- Aim of the exercise:
Carry on the forum thread about counting anemometer pulses with the NI 9402, picking up after its last sentence.

Counter/Timer

This could be a grouding or earthing issue. Is there anyway you could put together a wiring diagram showing how you have the device connected to the 9402? Also, if you could post the model of the anemometer you are using that would be helpful.

-Nick-

The anemometer is a Schiltknecht MiniAir60 Mini, giving 0-4 V pulses at a frequency range of 0-1.8 kHz over an air speed range of 0 - 20 m/s.

Currently the sensor is earthed to its power supply, I will investigate electrical connections and alternative earthing arrangements. The signal is carried from a junction box to the cDAQ on a shielded cable and connects with the appropriate BNC connector.

I have also observed the frequency count using a Fluke 175 digital multimeter. By this method, the mean was 472.5 Hz, the maximum was 496.8 Hz and the minimum was 483.9 Hz. Using the NI cDAQ, the mean was 482.6 Hz, the max was 542.8 Hz and the min was 425.2 Hz. These are similar means and very different max and min readings. To my mind this is consistent with the Fluke filtering out digital bounce whereas the NI cDAQ does not. The similar means (which corresponds to a wind speed reading verified by a separate handheld anemometer) indicates to me that any noise is less significant than the signal. I am hoping that the NI cDAQ can be configured to give some sort of digital debounce or can be configured to be less sensitive to the noise.

I plan to observe the pulse train directly using the NI 9239 module that I also have in the system, when I have that data I will make it available to you.

thanks

I have logged the voltage signal coming from the anemometer, using our 9239, a report of a few cycles is attached as a PDF. The graph clearly shows a small digital bounce. The noise is small compared to the signal, is there any way it can be filtered when acquired by the 9402?

- Collected data:
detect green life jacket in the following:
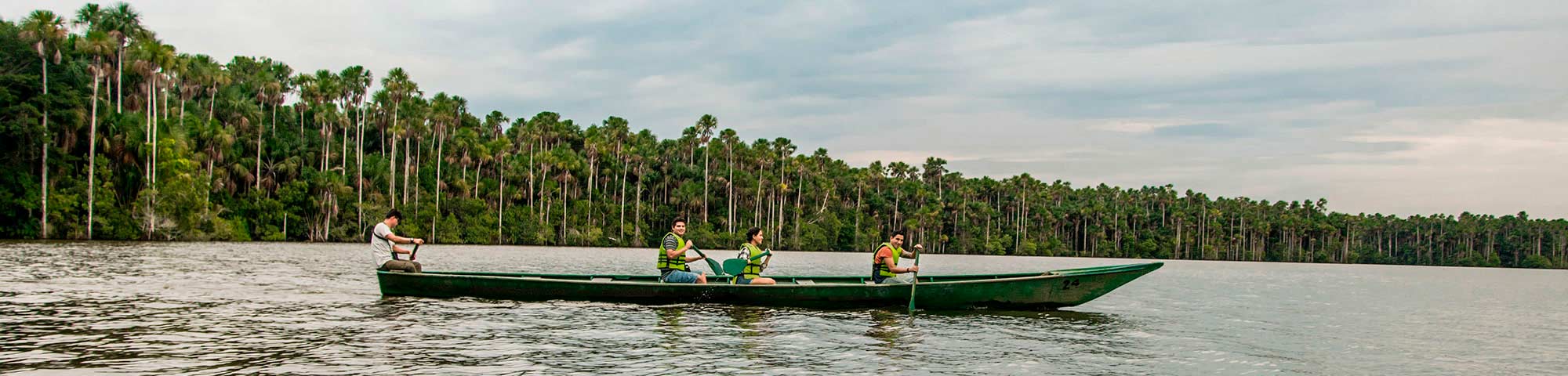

- Response:
Other tests that I ran showed a background noise in the order of 50 microVolts and a frequency of 50 Hz, this is very likely a background noise from a power supply (we run at 50 Hz in Aus) but is many orders of magnitude smaller than the signal, I assume it would be ignoredby the 9402.

Hi mints,

The cDAQ-9174 chassis does support digital filtering (debounce filtering) on its PFI lines.  Please search "PFI filtering" in the specifications below for more information:

NI cDAQ-917x User Manual and Specifications:  http://www.ni.com/pdf/manuals/372838c.pdf

I have not found a way to access these settings from signal express though.  The only way I believe it's possible is through LabVIEW or C.

Brian

I wouldn't suggest you *shouldn't* try to address the noise/ringing visible in your analog capture, but it doesn't look to me to be the root of your problem.

The scaled windspeed data from your original post appears to have a big component of quantization noise.  This is pretty visible in the "Run 2" data where there are a lot of instantaneous step changes in the measured value.  Your observation that count values are always multiples of 10 also suggest quantization (though 10 counts out of about 500 only accounts for a little of the overall variation.)

The fact that you can confirm the mean measurement with your Fluke also points toward a non-cumulative source of quantization error.  I've never used Signal Express, but I would look for a way to improve the measurement resolution.  Right now it kinda looks like it's counting # of anemometer edges per 1/10 sec interval.  That turns integer # edges into multiples of 10 for freq.  What *I* would do in LabVIEW is count timebase cycles between anemometer edges.   (With a 20 MHz timebase and a <2 kHz signal, quantization error would drop to less than 1 part in 10000.)    Sorry, but I don't know how to set that up in Signal Express (or even if you *can*).

-Kevin P

Kevin

thanks for the idea for investigation. My understanding is that the counter I've set up in Signal Express will give a quantization error of less than 0.5%, but we're seeing an error of +- 5%. The signal is at about 480 Hz, the timebase is 100 kHz.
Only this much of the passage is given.